## JOB 1
In the records below, render the lines as a Markdown table with the columns Entry and Content. Start with the line containing "like [557, 33]." and go on through the last line of the records, skipping blank lines.

## PASSAGE SHOWN
※ ※ ※
Updated: Apr 30, 2022


It is an understatement to say that much has been written about the differences between Tolstoy and Dostoevsky: Homer vs. Shakespeare, realist vs. visionary, pastoralist vs. gothicist, spiritualist vs. Christian. Still, as an American expatriate living in Sweden watching Russia's unprovoked invasion of Ukraine, I can't help but reflect on how staunchly against war both novelists were. For Tolstoy, “war is so unjust and ugly that all who wage it must try to stifle the voice of conscience within themselves.” For Dostoevsky, it is the “most civilized gentlemen who have been the subtlest slaughterers.” He was critical of so-called

civilization that created men who gave flowery speeches about patriotism and freedom but show themselves to be “more bloodthirsty” than their less-refined ancestors.


Leo Tolstoy
Portrait of Leo Tolstoy Resting in a Wood, Moscow, Ilya Repin, The Tretyakov Gallery.

Pacifism was not the only thing Dostoevsky and Tolstoy had in common.


Literary critic George Steiner, after enumerating some of the differences between the

literary giants in his book Tolstoy or Dostoevsky, tells us what brings them together:


All their lives, the two novelists wrestled with the angel, demanding of him a coherent myth of God and a verifiable account of God's role in the destiny of man.
※ ※ ※
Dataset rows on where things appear

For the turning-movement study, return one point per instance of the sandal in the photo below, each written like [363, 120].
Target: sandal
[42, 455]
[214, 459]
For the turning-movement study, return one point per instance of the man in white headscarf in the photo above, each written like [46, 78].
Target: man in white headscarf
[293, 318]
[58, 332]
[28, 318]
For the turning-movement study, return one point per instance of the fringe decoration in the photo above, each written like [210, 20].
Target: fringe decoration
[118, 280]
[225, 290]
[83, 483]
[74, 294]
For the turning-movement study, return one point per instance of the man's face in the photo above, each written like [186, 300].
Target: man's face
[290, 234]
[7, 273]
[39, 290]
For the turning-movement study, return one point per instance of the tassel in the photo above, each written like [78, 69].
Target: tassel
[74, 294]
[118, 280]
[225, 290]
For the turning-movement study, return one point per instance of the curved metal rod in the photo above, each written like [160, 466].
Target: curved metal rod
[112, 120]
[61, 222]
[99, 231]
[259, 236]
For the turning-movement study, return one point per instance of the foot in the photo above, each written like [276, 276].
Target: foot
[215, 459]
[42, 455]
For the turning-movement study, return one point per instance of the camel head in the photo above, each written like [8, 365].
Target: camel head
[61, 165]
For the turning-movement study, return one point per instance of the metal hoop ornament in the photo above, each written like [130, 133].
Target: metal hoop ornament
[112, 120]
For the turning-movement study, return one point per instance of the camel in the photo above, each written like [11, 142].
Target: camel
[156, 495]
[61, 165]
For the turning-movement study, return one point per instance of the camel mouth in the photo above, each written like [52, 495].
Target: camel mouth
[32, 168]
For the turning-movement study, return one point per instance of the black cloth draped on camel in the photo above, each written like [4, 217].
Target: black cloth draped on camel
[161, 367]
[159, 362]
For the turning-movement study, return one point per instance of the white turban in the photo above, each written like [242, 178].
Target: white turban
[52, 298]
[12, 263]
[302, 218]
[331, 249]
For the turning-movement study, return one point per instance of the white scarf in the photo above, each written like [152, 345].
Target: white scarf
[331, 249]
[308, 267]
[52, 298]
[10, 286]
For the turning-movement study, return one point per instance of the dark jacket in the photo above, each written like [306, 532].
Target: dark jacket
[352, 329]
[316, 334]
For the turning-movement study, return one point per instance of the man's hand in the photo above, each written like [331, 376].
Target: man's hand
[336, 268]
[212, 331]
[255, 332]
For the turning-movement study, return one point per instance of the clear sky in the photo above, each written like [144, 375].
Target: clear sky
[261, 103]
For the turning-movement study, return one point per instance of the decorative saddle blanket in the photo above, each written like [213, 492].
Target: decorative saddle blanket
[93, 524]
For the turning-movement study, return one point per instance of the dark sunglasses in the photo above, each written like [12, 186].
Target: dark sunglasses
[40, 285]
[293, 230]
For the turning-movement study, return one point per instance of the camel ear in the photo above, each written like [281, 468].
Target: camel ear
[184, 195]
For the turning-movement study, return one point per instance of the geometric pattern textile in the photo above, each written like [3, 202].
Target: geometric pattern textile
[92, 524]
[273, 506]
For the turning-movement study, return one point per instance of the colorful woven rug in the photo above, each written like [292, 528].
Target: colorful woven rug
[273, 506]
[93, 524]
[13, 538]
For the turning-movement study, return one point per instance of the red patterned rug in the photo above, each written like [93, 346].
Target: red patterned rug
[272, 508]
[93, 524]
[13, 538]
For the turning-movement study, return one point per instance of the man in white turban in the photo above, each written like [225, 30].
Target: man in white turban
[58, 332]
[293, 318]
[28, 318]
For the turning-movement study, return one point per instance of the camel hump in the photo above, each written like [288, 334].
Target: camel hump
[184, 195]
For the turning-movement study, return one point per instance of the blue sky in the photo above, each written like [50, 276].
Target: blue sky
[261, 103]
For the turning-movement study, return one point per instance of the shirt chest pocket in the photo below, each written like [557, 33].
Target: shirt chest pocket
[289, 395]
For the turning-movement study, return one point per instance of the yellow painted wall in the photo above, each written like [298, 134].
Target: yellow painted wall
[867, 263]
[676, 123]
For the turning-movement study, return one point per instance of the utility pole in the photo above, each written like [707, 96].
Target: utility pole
※ ※ ※
## JOB 2
Print word for word the part of the essay on Tolstoy and Dostoevsky starting with "All their lives, the" and going on through "destiny of man.".

## TASK RESULT 1
| Entry | Content |
|---|---|
| 1 | For the turning-movement study, return one point per instance of the shirt chest pocket in the photo below, each written like [557, 33]. |
| 2 | Target: shirt chest pocket |
| 3 | [289, 395] |
| 4 | For the turning-movement study, return one point per instance of the yellow painted wall in the photo above, each written like [298, 134]. |
| 5 | Target: yellow painted wall |
| 6 | [867, 263] |
| 7 | [676, 123] |
| 8 | For the turning-movement study, return one point per instance of the utility pole in the photo above, each written like [707, 96]. |
| 9 | Target: utility pole |

## TASK RESULT 2
All their lives, the two novelists wrestled with the angel, demanding of him a coherent myth of God and a verifiable account of God's role in the destiny of man.